• _Lista zadań_
1: Streść w dwóch zdaniach tekst o audiencji legata Mezzabarby u cesarza K'ang-hi.
2: Napisz dalszy ciąg tekstu o audiencji legata Mezzabarby u cesarza K'ang-hi, zaczynając zaraz po jego ostatnim zdaniu.

• _Tekst źródłowy_
Le­gat pa­pie­ski Mez­za­bar­ba nie po­wie­dział ce­sa­rzo­wi K'ang-hi ni­cze­go, czym by wład­ca mógł się po­czuć ura­żo­ny. Wsze­la­ko nie zjed­nał so­bie wca­le uzna­nia a po au­dien­cji eu­nuch przy­bocz­ny rzekł do je­zu­itów: „Za­słu­ży­li­ście na śmierć, za­pew­nia­jąc, że czło­wiek ten za­mie­rza mó­wić same tyl­ko miłe sło­wa”. Na­le­ży da­lej za­zna­czyć, że po­nie­waż Chi­ny są jed­nym z naj­star­szych państw świa­ta – ce­sa­rze chiń­scy mie­nią się star­szy­mi brać­mi wszyst­kich wład­ców zie­mi i wy­ma­ga­ją od nich wpraw­dzie nie ule­gło­ści, ale pew­ne­go ro­dza­ju wzglę­dów.

(Wpisy ze źródła danych)
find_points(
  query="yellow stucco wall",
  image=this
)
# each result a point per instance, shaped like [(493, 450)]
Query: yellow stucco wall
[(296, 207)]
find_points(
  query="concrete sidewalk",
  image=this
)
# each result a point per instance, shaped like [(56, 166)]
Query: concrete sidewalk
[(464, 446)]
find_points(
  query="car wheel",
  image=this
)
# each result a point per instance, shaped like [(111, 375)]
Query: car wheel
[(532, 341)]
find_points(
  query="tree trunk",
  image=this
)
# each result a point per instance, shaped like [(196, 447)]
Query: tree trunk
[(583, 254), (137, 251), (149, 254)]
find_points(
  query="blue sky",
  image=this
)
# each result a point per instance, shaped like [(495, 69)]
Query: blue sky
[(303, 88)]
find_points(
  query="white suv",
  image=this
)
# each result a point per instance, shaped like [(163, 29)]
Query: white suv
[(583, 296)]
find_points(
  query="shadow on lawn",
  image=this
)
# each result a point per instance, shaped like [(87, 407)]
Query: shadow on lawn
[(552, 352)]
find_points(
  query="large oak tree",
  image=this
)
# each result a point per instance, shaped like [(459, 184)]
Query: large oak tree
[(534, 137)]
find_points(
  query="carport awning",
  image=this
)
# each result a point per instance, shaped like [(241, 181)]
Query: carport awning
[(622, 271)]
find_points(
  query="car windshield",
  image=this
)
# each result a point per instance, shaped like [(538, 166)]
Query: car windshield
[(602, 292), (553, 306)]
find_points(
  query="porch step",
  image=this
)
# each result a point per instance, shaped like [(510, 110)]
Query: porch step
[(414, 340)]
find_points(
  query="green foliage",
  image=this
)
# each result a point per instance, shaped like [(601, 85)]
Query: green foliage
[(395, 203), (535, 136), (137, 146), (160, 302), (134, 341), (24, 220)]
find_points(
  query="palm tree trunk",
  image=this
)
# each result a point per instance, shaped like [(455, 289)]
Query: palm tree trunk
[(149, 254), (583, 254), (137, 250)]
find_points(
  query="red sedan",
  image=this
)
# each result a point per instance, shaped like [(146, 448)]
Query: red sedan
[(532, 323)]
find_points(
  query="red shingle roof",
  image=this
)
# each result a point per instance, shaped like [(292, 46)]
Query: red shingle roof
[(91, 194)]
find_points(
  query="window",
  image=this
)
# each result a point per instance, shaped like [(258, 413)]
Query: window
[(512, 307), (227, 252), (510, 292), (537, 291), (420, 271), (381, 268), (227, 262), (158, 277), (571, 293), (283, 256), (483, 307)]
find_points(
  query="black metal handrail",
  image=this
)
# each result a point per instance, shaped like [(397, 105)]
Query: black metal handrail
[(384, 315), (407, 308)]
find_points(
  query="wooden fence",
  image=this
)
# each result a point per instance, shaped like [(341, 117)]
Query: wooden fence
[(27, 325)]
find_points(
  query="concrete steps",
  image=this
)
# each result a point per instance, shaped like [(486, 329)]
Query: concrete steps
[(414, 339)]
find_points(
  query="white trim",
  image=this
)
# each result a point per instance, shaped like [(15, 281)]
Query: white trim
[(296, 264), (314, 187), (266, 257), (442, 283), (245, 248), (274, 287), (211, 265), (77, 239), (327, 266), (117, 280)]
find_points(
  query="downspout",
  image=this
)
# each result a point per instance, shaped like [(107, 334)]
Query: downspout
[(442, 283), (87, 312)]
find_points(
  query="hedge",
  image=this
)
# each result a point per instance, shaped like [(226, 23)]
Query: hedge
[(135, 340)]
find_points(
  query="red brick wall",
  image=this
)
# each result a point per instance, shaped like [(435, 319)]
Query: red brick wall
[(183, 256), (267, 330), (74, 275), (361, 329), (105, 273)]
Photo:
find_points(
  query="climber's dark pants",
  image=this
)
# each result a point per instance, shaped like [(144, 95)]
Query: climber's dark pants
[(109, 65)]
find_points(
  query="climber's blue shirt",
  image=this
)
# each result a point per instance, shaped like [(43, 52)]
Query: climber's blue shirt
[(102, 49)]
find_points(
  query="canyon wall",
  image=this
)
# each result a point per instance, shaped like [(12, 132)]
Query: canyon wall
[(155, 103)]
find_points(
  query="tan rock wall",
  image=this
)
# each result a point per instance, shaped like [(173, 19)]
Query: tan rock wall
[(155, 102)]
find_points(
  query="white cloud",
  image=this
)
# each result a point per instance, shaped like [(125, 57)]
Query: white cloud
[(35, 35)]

• _Odpowiedzi do zadań_
1: Legat papieski Mezzabarba nie powiedział cesarzowi K'ang-hi niczego, co mogłoby go urazić, a jednak nie zyskał jego uznania, a eunuch przyboczny rzekł po audiencji do jezuitów, że zasłużyli na śmierć, zapewniając, że ten człowiek będzie mówił same miłe słowa. Ponieważ Chiny są jednym z najstarszych państw świata, cesarze chińscy uważają się za starszych braci wszystkich władców ziemi i wymagają od nich nie uległości, lecz pewnego rodzaju względów.

2:
Co się ty­czy na­zwy „kung” – nada­wa­nej upo­min­kom przy – wo­żo­nym przez po­słów – to od­no­si się ona w Chi­nach do wszyst­kie­go, co zo­sta­je zło­żo­ne w da­rze wład­cy; ist­nie­ją na­wet spe­cjal­ne sło­wa dla wy­ra­że­nia, że ce­sarz je, śpi, prze­cha­dza się – po­dob­nie jak w Niem­czech, gdzie w sto­sun­ku do ksią­żąt są w uży­ciu okre­śle­nia ta­kie, jak ge­ru­hen, ge­neh­mi­gen itd. Nie­traf­nie na­to­miast tłu­ma­czy się sło­wo „kung” jako „da­ni­na”.

Hoł­dow­ni­czy­mi kró­le­stwa­mi Chin są te, któ­re otrzy­mu­ją od ce­sa­rza pie­częć i ka­len­darz.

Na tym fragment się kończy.